━━━ Exercise passage

= Sadfishing =

Seeking sympathy by exaggerating emotional problems

Sadfishing is a term used to describe a behavioural trend where people make exaggerated claims about their emotional problems to generate sympathy. The name is a play on "catfishing." Sadfishing is a common reaction for someone going through a hard time, or pretending to be going through a hard time. Sadfishing is said to hurt younger people, exposing them to bullying and child grooming. This is due to people sharing their personal and emotional stories online, a practice which sometimes result in the individual sharing the story being targeted by online abusers.
Another consequence of this behaviour is that people with "real problems" end up being overlooked or even accused of sadfishing themselves and being bullied for it.

Young people who seek support online have started being accused of sadfishing, a report has said. The report says that the accusations of sadfishing could further harm young people with mental health problems. Sadfishing is related to cyberbullying, and is often looked upon as a method of attention seeking. Sadfishing has been said to attract bullies and paedophiles.

== Background ==
The first known usage of the word sadfishing was in January 2019, in an article for the Metro, written by Rebecca Reid in reference to Kendall Jenner's Instagram posts about her acne problems, posting pictures of herself while talking about it. The term was later picked up by Good Morning Britain, where they did an interview and talked about it. It started trending on social media at the start of October 2019, with several news channels and newspapers picking it up.

━━━━━━

Brief 1. According to the sadfishing article, when and where was the word "sadfishing" first known to be used?
Brief 2. Using the sadfishing article, explain why sadfishing is said to hurt younger people.
Brief 3. Based on the sadfishing article, decide whether each statement agrees with the text. (a) The name "sadfishing" plays on the word "catfishing." (b) The term first appeared on Good Morning Britain. (c) The term began trending on social media at the start of October 2019.

━━━ Extracted material

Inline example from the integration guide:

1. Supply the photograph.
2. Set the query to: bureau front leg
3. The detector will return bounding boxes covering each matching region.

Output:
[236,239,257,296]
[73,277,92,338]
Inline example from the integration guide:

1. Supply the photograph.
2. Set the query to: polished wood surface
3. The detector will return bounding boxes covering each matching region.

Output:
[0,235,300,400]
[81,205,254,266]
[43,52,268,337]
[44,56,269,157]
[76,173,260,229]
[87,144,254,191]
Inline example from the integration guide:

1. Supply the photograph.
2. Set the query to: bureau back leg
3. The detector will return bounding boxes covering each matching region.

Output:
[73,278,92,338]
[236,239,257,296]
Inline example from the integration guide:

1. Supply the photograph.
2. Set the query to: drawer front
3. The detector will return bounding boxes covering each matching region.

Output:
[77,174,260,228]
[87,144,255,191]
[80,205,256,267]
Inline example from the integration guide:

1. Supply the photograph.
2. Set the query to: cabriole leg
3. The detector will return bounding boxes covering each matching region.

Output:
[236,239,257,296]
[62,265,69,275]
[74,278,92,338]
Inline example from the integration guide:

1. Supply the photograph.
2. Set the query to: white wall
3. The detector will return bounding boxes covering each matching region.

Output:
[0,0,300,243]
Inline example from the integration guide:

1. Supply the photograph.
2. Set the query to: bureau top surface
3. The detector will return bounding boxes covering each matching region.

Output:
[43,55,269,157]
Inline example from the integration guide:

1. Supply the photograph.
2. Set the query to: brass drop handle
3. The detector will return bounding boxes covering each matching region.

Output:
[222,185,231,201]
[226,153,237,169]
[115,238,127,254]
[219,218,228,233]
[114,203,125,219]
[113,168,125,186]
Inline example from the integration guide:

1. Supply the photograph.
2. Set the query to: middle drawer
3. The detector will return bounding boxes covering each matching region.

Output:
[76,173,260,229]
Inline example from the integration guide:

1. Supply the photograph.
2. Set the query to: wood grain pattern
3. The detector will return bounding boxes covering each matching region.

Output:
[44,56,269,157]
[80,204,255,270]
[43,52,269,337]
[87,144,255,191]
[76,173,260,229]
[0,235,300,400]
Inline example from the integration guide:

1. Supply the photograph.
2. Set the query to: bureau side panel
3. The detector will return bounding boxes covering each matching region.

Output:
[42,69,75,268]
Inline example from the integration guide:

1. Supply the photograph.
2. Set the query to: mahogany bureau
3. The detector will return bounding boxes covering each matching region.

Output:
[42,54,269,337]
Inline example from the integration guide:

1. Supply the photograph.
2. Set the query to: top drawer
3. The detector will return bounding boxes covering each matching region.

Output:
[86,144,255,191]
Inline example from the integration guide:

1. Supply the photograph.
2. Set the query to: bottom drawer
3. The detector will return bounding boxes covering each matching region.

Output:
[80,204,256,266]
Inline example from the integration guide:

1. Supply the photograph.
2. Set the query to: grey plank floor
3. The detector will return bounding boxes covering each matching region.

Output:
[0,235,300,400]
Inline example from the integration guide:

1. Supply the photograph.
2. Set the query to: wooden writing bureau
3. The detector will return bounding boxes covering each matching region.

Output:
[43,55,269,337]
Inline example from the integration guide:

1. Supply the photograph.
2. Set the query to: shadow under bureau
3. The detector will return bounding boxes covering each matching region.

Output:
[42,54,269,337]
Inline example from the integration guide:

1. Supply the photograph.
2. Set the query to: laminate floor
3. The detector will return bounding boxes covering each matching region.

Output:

━━━━━━
━━━ Extracted material

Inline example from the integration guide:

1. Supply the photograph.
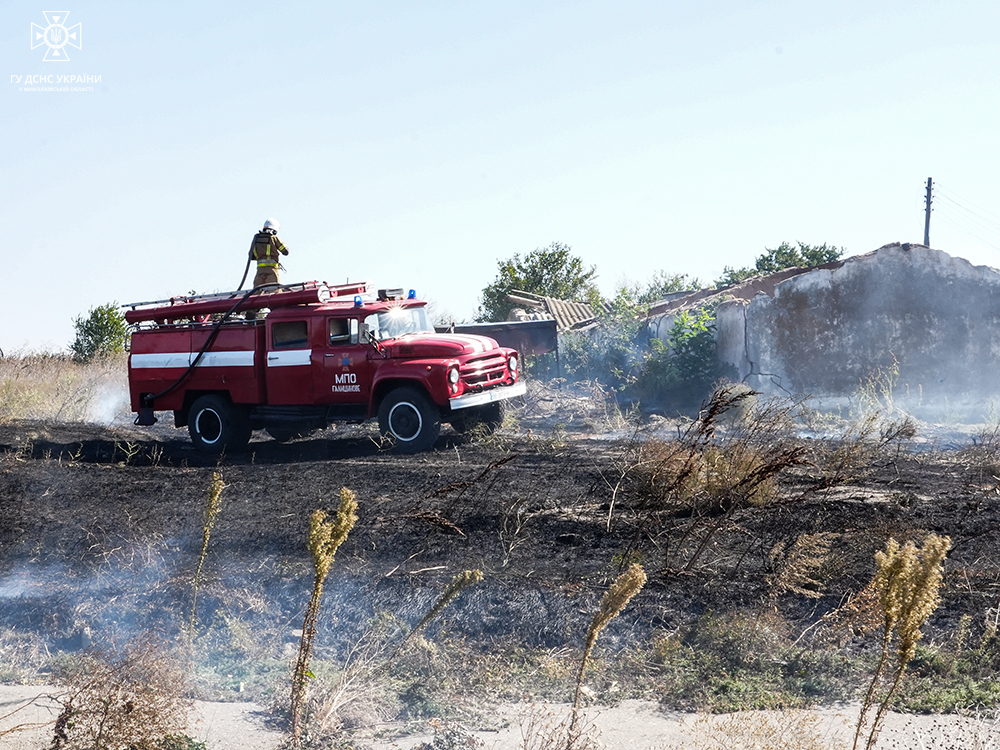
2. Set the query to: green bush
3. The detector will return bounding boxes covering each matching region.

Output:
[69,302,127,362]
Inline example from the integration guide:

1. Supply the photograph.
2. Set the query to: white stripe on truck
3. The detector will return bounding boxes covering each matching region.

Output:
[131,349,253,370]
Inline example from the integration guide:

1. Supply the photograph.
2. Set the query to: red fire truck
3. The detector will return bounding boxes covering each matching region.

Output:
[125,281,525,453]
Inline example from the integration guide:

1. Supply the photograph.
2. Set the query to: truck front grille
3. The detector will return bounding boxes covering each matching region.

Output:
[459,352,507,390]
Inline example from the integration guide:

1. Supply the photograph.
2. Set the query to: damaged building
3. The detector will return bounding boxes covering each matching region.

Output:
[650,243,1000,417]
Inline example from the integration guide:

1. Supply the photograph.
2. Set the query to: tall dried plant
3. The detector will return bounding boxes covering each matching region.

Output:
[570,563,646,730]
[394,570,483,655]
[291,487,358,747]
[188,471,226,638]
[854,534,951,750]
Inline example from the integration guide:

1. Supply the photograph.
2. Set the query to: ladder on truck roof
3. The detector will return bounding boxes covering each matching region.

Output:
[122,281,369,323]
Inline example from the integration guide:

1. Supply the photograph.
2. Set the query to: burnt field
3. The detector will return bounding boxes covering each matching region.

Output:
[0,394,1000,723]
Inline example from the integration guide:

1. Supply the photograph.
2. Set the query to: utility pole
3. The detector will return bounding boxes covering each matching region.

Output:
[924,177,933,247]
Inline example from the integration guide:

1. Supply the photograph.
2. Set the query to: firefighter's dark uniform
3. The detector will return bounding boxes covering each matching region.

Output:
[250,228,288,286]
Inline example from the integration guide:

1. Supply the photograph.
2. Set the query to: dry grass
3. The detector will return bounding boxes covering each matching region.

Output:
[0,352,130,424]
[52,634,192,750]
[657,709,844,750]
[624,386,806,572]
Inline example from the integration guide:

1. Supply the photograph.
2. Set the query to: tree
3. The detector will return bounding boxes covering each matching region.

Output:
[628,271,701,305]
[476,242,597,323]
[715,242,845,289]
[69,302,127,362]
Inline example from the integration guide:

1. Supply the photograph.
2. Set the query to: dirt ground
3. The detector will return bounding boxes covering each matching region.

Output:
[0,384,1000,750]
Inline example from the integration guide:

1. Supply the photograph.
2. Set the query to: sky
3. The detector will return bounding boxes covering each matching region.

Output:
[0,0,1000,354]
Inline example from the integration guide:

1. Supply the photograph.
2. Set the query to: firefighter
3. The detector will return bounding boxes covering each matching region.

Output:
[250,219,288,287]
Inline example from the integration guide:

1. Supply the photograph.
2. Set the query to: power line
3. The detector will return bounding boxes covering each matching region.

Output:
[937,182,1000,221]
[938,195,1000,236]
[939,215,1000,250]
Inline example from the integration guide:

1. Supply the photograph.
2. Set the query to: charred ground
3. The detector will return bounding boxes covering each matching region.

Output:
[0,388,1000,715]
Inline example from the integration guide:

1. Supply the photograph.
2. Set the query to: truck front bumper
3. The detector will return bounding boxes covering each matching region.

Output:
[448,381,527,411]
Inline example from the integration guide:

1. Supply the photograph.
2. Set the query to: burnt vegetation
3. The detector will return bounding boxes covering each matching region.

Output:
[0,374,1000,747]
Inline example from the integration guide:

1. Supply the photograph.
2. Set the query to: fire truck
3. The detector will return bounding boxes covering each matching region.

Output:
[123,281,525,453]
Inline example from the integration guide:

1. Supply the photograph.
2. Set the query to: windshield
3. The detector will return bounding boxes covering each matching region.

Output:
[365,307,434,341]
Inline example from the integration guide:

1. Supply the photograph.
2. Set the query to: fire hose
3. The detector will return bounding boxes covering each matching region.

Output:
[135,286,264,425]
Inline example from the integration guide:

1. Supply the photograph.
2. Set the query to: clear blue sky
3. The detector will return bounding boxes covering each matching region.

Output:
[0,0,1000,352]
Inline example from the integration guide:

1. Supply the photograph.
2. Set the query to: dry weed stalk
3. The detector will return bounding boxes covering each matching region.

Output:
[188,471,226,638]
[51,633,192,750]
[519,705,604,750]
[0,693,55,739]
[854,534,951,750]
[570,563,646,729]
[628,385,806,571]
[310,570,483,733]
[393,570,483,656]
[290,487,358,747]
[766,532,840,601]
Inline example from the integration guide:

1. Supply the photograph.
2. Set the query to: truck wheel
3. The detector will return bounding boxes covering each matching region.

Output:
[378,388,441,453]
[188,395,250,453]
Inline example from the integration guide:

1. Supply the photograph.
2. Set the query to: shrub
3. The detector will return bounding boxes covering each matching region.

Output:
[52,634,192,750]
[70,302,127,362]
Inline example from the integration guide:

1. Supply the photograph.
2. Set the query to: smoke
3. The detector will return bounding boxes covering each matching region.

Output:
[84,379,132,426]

━━━━━━

Exercise answer 1. It was first used in January 2019, in an article for the Metro written by Rebecca Reid.

Exercise answer 2. When people share their personal and emotional stories online, the person sharing is sometimes targeted by online abusers. This exposes younger people to bullying and child grooming.

Exercise answer 3.
(a) Yes: "The name is a play on "catfishing.""
(b) No: "The first known usage of the word sadfishing was in January 2019, in an article for the Metro"
(c) Yes: "It started trending on social media at the start of October 2019"